Turn all of the records below into a numbered list, one line per item, and leave out any blank lines.

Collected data
--

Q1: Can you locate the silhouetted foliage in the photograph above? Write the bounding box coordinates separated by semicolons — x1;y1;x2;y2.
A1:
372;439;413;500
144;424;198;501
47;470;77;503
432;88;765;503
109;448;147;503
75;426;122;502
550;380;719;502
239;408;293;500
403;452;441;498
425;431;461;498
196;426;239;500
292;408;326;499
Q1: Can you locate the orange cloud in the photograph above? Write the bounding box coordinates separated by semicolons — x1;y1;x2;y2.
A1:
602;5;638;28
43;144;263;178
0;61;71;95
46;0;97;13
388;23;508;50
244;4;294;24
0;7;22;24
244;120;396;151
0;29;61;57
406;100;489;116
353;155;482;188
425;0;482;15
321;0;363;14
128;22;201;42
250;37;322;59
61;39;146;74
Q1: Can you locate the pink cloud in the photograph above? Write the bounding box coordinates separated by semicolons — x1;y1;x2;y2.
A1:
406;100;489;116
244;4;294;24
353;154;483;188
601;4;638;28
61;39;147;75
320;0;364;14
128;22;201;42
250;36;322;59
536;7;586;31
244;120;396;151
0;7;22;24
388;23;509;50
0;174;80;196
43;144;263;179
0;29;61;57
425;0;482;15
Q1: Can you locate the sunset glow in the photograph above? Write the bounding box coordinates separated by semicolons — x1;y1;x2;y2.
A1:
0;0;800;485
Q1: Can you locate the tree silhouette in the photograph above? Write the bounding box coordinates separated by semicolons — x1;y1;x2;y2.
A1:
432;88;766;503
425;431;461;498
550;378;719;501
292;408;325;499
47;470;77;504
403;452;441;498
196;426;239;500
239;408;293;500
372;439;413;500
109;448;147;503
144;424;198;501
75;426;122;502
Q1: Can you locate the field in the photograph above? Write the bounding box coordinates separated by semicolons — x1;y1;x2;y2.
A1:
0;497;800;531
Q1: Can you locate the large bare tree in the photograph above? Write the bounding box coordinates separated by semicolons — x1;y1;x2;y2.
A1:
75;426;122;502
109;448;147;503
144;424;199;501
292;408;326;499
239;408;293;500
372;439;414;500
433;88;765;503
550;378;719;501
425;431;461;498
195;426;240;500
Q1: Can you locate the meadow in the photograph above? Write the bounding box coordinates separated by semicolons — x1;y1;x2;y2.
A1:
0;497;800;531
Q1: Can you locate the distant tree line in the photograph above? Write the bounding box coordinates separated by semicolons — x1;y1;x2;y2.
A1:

--

▶ Task response:
1. Q1: Can you locate the silhouetted foliage in the photograph above? Write the bounding box coordinates separated by semicolons — x1;y1;x2;y2.
2. A1:
3. 372;439;413;500
4. 144;424;198;501
5. 47;470;77;503
6. 432;88;765;503
7. 109;448;147;503
8. 75;426;122;502
9. 550;380;719;502
10. 239;408;293;500
11. 403;452;441;498
12. 425;431;461;498
13. 196;426;239;500
14. 292;408;326;499
15. Q1: Can you locate the orange cloud in the photograph above? Write the bounding box coordinates separated by semicolons — x1;y1;x2;y2.
16. A1:
17. 602;5;638;28
18. 43;144;263;178
19. 0;61;71;95
20. 46;0;97;13
21. 388;23;508;50
22. 244;4;294;24
23. 0;7;22;24
24. 244;120;396;151
25. 0;29;61;57
26. 406;100;489;116
27. 353;155;482;188
28. 425;0;482;15
29. 321;0;363;14
30. 128;22;201;42
31. 250;37;322;59
32. 61;39;146;74
33. Q1: Can you locate the pink cloud in the photograph above? Write the bounding box coordinates separated by semicolons — x1;y1;x2;y2.
34. A1:
35. 406;100;489;116
36. 244;4;294;24
37. 353;154;483;188
38. 601;4;638;28
39. 61;39;147;75
40. 320;0;364;14
41. 128;22;201;42
42. 250;36;322;59
43. 536;7;586;31
44. 244;120;396;151
45. 0;7;22;24
46. 388;23;509;50
47. 0;174;80;196
48. 43;144;263;179
49. 0;29;61;57
50. 425;0;482;15
51. Q1: Can you locate the sunset glow in the photograph above? Write the bounding box coordinates separated by semicolons — x1;y1;x2;y2.
52. A1:
53. 0;0;800;485
54. Q1: Can you locate the tree silhouette in the photograph above? Write the bounding box coordinates separated by semicolons — x1;y1;x2;y2.
55. A1:
56. 432;88;766;503
57. 425;431;461;498
58. 550;378;719;501
59. 292;408;325;499
60. 47;470;77;504
61. 403;452;441;498
62. 196;426;239;500
63. 239;408;293;500
64. 372;439;413;500
65. 109;448;147;503
66. 144;424;198;501
67. 75;426;122;502
68. Q1: Can you locate the field in the photograph above? Write the bounding box coordinates separated by semicolons — x1;y1;x2;y2.
69. A1:
70. 0;497;800;531
71. Q1: Can you locate the large bare tree in the photograph above? Write the bounding box coordinates separated by semicolons — x1;y1;x2;y2.
72. A1:
73. 75;426;122;502
74. 109;448;147;503
75. 144;424;199;501
76. 292;408;326;499
77. 239;408;293;500
78. 372;439;414;500
79. 433;88;765;503
80. 550;378;719;501
81. 425;431;461;498
82. 195;426;240;500
83. Q1: Can you locate the meadow in the photograph above? Write the bounding box coordinates separated by semicolons — x1;y1;x2;y2.
84. A1:
85. 0;497;800;531
86. Q1: Can you locate the distant tree line in the photograph above? Write the bounding box coordinates separated by semicolons — x1;y1;x2;y2.
87. A1:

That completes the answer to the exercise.